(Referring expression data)
——

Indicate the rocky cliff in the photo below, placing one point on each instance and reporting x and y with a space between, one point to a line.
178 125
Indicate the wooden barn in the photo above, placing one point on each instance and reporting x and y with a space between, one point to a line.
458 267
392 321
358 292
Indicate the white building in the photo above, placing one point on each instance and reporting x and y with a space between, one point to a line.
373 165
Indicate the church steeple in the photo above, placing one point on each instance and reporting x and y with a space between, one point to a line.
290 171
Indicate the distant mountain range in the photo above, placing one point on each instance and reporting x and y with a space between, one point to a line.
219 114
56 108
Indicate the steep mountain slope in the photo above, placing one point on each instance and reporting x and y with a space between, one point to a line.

——

Each record above is to be given again without any change to its wording.

Indicate the rocky cliff in the photo below, placing one point on each instance and reporting x and y with a space between, one point to a line.
178 125
Indicate the wooden barn in the photo above, placing one point on each instance and reporting x and y with a space between, one point to a line.
458 267
392 321
358 292
Indicate the white building in the photo above, placing one point on each instance and reporting x and y with a space between, one point to a line.
373 165
Indicate the church steeple in the photo above, placing one point on each instance and reporting x and y with a space between, one point to a line.
290 171
Indicate the distant mountain range in the photo above, placing one point on each instance and reporting x and y with a space between, one point to a line.
219 114
56 108
Indicate the steep mountain slope in the photo above, placing one point on each instance and reporting x and y with a space between, one point to a line.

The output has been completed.